:: PAGE EXTRACT ::

Vice-Chairman of the People's Action Party
- Incumbent
- Assumed office 23 November 2018
- Secretary-General: Lee Hsien Loong Lawrence Wong
- Chairman: Gan Kim Yong (2018–2022) Heng Swee Keat (2022–2025) Desmond Lee (2025–present)

Minister for Social and Family Development
- Incumbent
- Assumed office 27 July 2020
- Prime Minister: Lee Hsien Loong Lawrence Wong
- Preceded by: Desmond Lee

Second Minister for Health
- In office 27 July 2020 – 23 May 2025
- Prime Minister: Lee Hsien Loong Lawrence Wong
- Minister: Gan Kim Yong (2020–2021) Ong Ye Kung (2021–present)

Minister-in-charge of Muslim Affairs
- In office 1 May 2018 – 22 May 2025
- Prime Minister: Lee Hsien Loong Lawrence Wong
- Preceded by: Yaacob Ibrahim
- Succeeded by: Muhammad Faishal Ibrahim (acting)

Minister for the Environment and Water Resources
- In office 1 October 2015 – 26 July 2020
- Prime Minister: Lee Hsien Loong
- Preceded by: Vivian Balakrishnan
- Succeeded by: Grace Fu (as Minister for Sustainability and Environment)

Minister in the Prime Minister's Office
- In office 9 April 2015 – 30 September 2015
- Prime Minister: Lee Hsien Loong
- Succeeded by: Josephine Teo Desmond Lee

Second Minister for Foreign Affairs
- In office 9 April 2015 – 30 September 2015 Serving with Grace Fu
- Prime Minister: Lee Hsien Loong
- Minister: K. Shanmugam
- Succeeded by: Josephine Teo

Second Minister for Home Affairs
- In office 9 April 2015 – 30 September 2015 Serving with S. Iswaran
- Prime Minister: Lee Hsien Loong
- Minister: Teo Chee Hean
- Preceded by: K. Shanmugam
- Succeeded by: Desmond Lee (2017)

Member of Parliament for Tampines GRC
- Incumbent
- Assumed office 6 May 2006
- Preceded by: PAP held
- Majority: 2006: 43,428 (37.02%); 2011: 18,347 (14.44%); 2015: 58,282 (44.12%); 2020: 46,793 (32.82%); 2025: 6,392 (4.65%);

Personal details
- Born: Masagos Zulkifli bin Masagos Mohamad 16 April 1963 (age 63) Colony of Singapore
- Party: People's Action Party
- Education: Nanyang Technological University National University of Singapore University of Southern California
- Occupation: Politician; former electrical engineer;

= Masagos Zulkifli =

Singaporean politician (born 1963)

:::

## REQUIREMENT
According to the profile of Masagos Zulkifli above, on what date did he assume office as Minister for Social and Family Development?

:: DATA EXTRACT ::

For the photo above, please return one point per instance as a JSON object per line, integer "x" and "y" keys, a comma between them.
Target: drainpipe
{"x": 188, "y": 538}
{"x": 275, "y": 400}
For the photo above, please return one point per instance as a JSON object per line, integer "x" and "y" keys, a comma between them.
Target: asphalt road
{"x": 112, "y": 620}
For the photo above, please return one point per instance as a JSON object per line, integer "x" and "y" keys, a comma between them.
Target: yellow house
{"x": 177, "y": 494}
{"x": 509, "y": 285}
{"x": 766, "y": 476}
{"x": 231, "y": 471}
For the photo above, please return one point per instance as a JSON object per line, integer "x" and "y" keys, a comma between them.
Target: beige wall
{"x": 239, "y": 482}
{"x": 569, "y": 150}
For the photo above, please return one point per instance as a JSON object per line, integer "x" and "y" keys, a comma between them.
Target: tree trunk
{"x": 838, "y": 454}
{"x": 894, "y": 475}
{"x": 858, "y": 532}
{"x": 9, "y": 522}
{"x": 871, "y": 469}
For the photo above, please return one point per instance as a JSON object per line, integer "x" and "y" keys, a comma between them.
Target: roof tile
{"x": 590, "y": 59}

:::

## RESPONSE AREA
27 July 2020